Task details -
The range runs from the line containing "Target: white animal on ground" to the last line of the entries. Copy that range exactly, omitting pictures.

[Dataset excerpts]
----------
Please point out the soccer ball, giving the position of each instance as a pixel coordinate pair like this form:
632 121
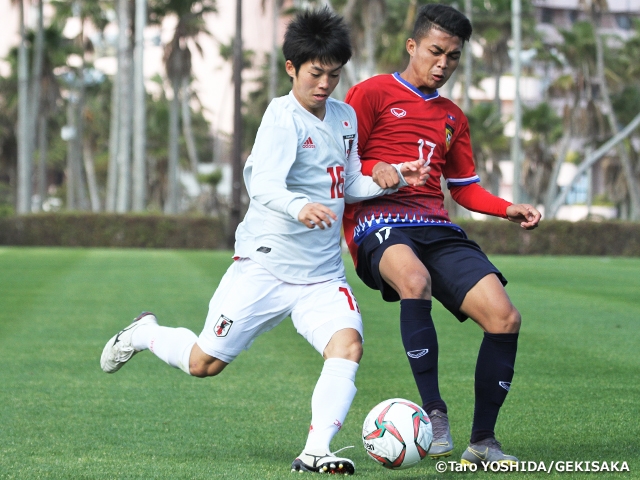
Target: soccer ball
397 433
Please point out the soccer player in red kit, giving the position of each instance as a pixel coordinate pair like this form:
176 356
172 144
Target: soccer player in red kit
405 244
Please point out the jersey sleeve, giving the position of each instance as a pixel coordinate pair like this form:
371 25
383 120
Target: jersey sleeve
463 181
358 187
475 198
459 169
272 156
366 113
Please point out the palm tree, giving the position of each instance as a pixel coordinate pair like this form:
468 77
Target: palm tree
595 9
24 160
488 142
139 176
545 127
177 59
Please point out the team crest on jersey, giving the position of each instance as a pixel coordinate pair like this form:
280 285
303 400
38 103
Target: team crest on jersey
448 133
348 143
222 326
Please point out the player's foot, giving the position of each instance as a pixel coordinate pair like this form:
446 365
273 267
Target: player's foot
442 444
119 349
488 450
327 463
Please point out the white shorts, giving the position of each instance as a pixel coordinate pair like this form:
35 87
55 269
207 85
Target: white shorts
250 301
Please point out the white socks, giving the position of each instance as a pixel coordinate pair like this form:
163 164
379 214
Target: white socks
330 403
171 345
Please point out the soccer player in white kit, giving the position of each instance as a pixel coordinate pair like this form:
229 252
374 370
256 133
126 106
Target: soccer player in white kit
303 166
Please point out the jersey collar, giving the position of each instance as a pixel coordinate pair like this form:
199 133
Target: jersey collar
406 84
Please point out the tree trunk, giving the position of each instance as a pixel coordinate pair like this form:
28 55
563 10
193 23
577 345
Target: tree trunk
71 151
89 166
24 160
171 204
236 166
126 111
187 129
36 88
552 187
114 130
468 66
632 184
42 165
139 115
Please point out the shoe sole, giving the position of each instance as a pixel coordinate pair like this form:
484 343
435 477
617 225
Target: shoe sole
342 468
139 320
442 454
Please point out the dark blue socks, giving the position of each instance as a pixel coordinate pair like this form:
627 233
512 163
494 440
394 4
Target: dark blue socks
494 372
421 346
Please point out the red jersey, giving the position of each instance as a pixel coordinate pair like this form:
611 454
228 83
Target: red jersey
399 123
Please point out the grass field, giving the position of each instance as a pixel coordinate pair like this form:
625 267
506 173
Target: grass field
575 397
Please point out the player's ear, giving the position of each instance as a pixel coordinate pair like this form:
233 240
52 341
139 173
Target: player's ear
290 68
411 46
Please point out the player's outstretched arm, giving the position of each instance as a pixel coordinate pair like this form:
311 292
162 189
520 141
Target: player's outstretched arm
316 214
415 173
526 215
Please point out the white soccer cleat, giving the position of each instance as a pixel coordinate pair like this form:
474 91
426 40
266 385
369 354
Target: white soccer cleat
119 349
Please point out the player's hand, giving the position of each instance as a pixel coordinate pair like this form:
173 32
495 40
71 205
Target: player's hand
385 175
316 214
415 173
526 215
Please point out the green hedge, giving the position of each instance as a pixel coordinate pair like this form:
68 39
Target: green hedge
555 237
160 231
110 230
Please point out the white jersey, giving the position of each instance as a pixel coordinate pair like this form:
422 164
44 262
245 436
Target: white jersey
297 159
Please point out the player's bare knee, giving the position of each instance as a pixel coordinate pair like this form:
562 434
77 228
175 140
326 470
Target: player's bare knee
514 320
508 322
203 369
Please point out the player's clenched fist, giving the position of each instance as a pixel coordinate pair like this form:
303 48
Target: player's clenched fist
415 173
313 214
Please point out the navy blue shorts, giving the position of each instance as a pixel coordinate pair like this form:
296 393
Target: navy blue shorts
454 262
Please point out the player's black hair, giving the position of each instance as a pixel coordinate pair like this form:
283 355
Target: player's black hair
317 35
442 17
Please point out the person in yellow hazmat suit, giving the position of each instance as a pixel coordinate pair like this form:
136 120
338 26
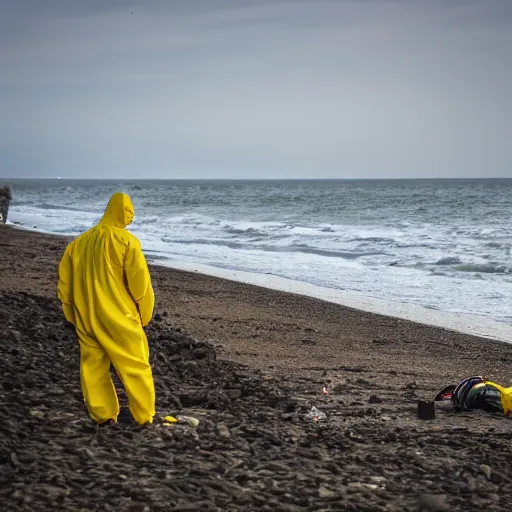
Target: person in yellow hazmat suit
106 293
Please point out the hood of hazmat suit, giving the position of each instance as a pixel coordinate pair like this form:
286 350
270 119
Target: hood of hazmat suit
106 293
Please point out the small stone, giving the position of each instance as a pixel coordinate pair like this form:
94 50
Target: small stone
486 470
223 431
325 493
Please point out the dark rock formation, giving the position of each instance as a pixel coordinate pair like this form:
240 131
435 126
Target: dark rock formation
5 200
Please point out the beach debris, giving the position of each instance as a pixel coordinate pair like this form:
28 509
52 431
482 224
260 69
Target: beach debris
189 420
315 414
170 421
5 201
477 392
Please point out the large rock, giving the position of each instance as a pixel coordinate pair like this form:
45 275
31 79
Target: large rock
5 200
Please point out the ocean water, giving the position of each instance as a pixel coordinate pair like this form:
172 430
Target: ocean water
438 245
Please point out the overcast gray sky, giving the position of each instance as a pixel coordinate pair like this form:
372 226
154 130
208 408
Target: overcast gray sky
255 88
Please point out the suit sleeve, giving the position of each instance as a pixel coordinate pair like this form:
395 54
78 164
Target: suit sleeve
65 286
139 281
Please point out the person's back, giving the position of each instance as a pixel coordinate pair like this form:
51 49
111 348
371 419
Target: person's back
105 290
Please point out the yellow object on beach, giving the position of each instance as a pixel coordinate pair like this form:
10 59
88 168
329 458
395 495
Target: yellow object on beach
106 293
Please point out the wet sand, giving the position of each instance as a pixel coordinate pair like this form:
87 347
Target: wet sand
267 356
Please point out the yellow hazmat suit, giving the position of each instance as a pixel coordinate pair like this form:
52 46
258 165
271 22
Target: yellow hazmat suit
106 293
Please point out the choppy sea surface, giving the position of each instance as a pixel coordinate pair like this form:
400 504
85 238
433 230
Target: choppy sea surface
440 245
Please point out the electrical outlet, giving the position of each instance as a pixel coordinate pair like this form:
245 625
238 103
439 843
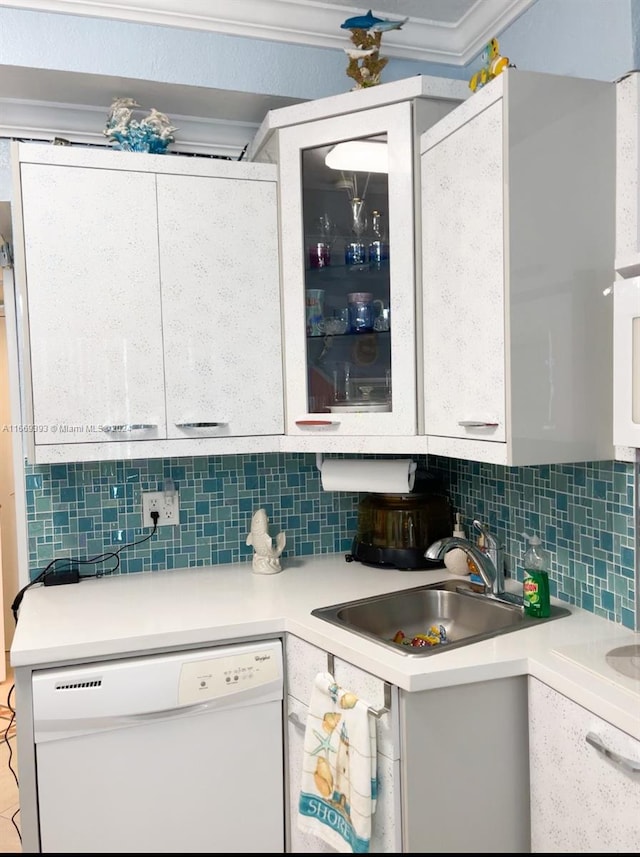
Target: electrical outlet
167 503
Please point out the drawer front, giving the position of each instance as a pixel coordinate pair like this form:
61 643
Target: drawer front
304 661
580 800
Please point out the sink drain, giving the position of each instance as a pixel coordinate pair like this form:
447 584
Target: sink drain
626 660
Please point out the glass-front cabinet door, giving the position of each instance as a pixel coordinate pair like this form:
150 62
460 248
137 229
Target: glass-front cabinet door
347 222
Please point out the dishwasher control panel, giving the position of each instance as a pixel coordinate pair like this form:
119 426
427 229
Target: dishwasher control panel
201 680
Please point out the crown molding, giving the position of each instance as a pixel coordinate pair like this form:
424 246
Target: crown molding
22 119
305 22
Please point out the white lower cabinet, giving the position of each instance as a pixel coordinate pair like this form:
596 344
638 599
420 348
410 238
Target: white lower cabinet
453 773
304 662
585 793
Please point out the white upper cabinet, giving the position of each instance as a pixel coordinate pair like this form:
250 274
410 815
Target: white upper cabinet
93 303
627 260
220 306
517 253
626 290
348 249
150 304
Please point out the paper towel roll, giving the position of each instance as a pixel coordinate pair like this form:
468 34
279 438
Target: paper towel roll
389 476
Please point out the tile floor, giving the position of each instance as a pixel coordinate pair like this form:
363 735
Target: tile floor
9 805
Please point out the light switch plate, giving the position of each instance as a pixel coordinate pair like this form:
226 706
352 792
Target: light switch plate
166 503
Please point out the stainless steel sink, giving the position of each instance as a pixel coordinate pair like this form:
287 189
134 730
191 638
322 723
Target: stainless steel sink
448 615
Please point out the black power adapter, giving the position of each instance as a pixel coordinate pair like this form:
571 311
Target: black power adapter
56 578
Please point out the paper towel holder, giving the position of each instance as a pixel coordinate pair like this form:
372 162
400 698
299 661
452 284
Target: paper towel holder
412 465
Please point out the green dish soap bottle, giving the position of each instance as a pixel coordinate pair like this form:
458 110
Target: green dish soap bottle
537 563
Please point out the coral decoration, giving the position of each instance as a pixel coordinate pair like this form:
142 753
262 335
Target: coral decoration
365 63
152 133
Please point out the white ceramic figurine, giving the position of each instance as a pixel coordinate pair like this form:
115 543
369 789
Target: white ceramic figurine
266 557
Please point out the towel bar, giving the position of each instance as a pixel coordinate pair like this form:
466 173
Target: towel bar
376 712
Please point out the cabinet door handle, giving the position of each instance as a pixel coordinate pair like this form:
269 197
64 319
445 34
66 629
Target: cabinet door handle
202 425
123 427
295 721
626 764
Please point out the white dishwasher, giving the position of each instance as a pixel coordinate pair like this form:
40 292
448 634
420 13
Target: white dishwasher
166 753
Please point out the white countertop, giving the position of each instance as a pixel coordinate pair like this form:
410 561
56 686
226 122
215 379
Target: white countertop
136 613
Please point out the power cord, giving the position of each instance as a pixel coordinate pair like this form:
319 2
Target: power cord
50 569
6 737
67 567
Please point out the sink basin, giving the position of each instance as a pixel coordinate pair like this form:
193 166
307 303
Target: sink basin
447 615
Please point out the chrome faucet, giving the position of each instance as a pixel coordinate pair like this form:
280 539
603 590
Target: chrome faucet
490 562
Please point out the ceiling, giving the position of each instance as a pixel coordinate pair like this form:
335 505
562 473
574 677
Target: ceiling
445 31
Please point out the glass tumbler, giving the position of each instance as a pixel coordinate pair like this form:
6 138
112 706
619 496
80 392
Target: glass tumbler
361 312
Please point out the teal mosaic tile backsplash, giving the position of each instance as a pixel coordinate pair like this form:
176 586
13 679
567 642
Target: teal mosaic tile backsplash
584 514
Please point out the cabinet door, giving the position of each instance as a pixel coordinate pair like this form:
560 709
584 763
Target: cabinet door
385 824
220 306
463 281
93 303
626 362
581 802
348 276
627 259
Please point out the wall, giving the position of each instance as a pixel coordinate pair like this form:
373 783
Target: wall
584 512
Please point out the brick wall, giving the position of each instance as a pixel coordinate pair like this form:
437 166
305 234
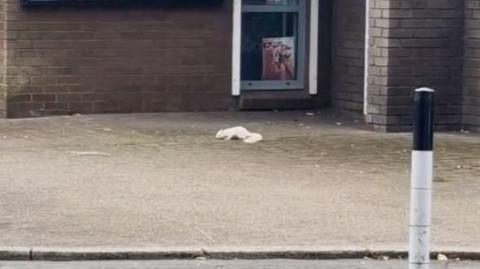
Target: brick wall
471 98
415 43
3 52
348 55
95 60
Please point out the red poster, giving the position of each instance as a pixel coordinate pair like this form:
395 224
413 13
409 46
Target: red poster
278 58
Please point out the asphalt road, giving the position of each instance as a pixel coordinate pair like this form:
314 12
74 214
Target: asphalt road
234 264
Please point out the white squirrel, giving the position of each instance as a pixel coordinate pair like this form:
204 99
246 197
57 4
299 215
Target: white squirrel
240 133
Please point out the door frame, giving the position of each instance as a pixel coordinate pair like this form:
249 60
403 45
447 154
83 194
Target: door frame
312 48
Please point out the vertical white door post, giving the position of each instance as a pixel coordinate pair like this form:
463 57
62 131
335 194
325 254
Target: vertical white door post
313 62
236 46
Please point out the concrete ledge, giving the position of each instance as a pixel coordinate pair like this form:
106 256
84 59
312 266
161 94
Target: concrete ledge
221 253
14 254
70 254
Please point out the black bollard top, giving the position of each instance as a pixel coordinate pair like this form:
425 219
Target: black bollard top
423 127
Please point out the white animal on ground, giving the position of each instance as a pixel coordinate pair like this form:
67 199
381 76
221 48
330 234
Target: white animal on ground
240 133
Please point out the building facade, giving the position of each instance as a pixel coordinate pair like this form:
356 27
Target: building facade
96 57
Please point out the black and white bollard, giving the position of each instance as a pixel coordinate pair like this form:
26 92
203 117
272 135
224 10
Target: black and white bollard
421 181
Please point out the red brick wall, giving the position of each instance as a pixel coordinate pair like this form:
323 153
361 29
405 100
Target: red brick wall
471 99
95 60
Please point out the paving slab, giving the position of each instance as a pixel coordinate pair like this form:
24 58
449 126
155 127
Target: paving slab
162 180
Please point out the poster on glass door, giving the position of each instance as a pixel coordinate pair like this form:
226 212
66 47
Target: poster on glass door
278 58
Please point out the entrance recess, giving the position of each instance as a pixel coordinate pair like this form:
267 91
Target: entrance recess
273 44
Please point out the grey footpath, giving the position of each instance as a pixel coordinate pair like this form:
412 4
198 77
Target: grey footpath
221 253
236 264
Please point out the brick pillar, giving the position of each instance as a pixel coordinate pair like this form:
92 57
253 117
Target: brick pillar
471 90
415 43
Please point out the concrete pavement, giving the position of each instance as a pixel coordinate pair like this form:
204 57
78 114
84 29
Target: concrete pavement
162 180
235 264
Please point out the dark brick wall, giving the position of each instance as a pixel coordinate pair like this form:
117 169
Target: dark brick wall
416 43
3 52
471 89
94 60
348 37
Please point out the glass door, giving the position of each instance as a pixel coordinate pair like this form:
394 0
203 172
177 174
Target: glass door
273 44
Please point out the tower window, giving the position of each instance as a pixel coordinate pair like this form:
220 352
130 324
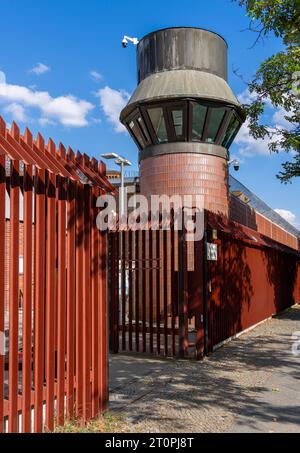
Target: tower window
----------
The completed task -
Target: white animal on ground
240 133
Please point out the building facade, giving the position of each instance as a pixel coordinate pair like this form:
356 27
Target: building facade
96 57
Please point out the black and white bollard, giving the position of each instance as a pixel coordinate pair like this form:
26 92
203 117
272 135
224 10
Target: black and white bollard
421 181
Please point out the red brick wall, giving the position of each instance as a pixel coordinate pair like this form:
323 153
361 29
405 100
Target: red brick wall
471 99
95 60
Please point out the paving slab, giving the position of each instance as a pixel coordinate pair like this form:
24 58
449 126
155 127
Target: paving slab
162 180
Please point out the poster on glass door, giving the position of each instance as a pixel coordinate pair like this form:
226 212
66 47
Target: poster on glass door
278 58
Please point out the entrance recess, giving the position of each instance as a pixel coordinate pair like this form:
267 91
Target: entrance recess
273 44
Please point out the grey footpath, giving the position of each instance as a pixel coordinate pair like this form:
412 4
198 77
Target: grey footpath
221 253
236 264
Please point out the brick pillar, giving the position of each instance as a pixel coordinate pair like this form:
92 57
253 117
Target: brick pillar
471 90
415 43
Please point out the concrete pavement, giving the position of each instance as a pixel coordinate pair like this form:
204 57
78 114
84 29
Target: concrete pavement
162 180
235 264
Please point out the dark brick wall, giving the position of each instance as a pixel coordinate pair like this form:
117 169
Target: dark brick wall
416 43
3 52
471 89
94 60
348 37
Please point out the glass door, giving the position of each instance as a pixel coordinate pair like this form:
394 0
203 172
177 174
Target: glass door
273 44
Please point out the tower window, giving the position of each instance as a pixel coordinate pair like this form:
220 352
130 324
Target: tower window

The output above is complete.